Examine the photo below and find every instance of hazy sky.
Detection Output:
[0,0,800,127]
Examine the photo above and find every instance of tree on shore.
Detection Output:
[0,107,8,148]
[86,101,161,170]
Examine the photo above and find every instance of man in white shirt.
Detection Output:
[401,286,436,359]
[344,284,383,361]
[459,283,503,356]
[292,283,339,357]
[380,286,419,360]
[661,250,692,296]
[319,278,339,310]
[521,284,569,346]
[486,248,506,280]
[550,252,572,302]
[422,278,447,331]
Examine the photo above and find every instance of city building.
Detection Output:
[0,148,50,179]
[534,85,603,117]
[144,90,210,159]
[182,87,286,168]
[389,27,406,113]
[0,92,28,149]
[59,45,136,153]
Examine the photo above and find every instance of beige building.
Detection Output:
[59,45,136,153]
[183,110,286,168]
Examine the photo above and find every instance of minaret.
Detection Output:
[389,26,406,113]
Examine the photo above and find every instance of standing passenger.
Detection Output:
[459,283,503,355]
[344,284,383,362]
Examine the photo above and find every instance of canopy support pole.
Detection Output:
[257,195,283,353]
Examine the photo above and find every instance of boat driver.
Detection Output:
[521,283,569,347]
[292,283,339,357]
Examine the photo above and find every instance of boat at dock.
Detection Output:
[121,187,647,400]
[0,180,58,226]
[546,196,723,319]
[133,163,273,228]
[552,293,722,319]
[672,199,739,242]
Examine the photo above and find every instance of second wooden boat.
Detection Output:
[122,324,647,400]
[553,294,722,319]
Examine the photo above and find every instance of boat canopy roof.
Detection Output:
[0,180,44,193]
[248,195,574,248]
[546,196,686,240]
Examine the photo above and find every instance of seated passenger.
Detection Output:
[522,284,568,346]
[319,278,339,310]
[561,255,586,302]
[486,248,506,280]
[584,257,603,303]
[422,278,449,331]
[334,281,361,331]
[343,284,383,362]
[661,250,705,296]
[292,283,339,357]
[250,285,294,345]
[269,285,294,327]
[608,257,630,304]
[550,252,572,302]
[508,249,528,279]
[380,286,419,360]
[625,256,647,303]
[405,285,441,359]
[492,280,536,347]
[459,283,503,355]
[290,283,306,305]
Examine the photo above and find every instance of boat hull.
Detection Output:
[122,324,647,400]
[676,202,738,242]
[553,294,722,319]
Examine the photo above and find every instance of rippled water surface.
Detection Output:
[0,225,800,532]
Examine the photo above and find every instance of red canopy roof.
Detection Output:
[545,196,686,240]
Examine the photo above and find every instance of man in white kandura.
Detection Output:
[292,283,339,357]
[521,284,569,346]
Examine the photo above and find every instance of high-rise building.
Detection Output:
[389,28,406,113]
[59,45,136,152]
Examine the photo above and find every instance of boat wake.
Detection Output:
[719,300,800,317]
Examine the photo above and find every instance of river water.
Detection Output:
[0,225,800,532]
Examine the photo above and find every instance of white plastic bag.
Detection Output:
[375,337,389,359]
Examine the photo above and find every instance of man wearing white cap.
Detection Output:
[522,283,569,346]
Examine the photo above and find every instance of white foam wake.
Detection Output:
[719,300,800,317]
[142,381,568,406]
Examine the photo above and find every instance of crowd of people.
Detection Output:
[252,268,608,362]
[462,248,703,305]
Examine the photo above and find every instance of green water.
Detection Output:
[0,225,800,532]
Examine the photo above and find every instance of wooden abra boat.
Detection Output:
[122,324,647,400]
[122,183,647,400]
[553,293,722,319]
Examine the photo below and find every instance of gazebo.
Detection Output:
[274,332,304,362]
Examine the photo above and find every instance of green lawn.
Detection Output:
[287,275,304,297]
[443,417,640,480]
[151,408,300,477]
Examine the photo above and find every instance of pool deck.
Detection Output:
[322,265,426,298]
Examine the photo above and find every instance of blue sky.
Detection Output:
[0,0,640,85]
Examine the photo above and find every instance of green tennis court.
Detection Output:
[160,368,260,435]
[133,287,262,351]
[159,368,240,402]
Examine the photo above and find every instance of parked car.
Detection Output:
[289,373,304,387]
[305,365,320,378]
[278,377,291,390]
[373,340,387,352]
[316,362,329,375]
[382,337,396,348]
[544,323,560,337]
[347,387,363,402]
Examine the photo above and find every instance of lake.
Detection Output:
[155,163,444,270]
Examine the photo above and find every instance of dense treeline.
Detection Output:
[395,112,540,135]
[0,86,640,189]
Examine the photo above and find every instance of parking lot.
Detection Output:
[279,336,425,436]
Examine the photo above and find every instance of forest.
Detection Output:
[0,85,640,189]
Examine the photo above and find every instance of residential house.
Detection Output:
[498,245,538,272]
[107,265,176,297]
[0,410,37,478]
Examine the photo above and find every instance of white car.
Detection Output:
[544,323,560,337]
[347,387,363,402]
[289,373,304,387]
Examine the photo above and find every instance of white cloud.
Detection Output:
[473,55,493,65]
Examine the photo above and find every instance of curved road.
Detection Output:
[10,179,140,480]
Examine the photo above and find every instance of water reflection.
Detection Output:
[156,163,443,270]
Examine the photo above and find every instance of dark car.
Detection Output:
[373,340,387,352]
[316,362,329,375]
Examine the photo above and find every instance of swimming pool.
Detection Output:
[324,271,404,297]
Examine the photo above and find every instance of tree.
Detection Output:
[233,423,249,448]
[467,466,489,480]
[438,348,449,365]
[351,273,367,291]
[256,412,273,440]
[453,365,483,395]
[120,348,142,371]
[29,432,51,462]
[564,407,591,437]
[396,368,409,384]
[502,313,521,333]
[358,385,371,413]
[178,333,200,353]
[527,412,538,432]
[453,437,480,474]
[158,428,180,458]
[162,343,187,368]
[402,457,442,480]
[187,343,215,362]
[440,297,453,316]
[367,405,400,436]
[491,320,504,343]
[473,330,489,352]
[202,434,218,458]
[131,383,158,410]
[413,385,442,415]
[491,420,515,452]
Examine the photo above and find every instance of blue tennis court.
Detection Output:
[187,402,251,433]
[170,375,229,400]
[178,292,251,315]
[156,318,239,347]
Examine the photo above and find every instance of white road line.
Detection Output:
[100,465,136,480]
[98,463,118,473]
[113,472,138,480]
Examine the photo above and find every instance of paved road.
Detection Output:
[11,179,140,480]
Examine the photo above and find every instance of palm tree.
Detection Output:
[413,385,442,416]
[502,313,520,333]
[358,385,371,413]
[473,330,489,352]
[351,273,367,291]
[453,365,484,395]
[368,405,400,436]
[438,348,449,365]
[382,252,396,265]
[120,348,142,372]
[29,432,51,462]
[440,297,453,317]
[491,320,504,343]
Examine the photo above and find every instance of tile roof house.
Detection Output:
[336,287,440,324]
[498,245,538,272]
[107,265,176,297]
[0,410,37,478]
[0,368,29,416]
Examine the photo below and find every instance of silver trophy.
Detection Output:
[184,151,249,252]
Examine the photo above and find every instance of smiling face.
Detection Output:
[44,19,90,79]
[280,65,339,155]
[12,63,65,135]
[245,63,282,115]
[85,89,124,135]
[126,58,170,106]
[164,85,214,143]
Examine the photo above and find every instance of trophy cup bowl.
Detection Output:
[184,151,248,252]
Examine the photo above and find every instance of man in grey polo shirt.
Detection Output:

= = = =

List every line in the records above that contains the word "below".

Exercise output
Examine the photo below and find every instance of hazy sky.
Examine the photo below and find every instance of gazebo.
Examine the photo below and find every instance of silver trophy.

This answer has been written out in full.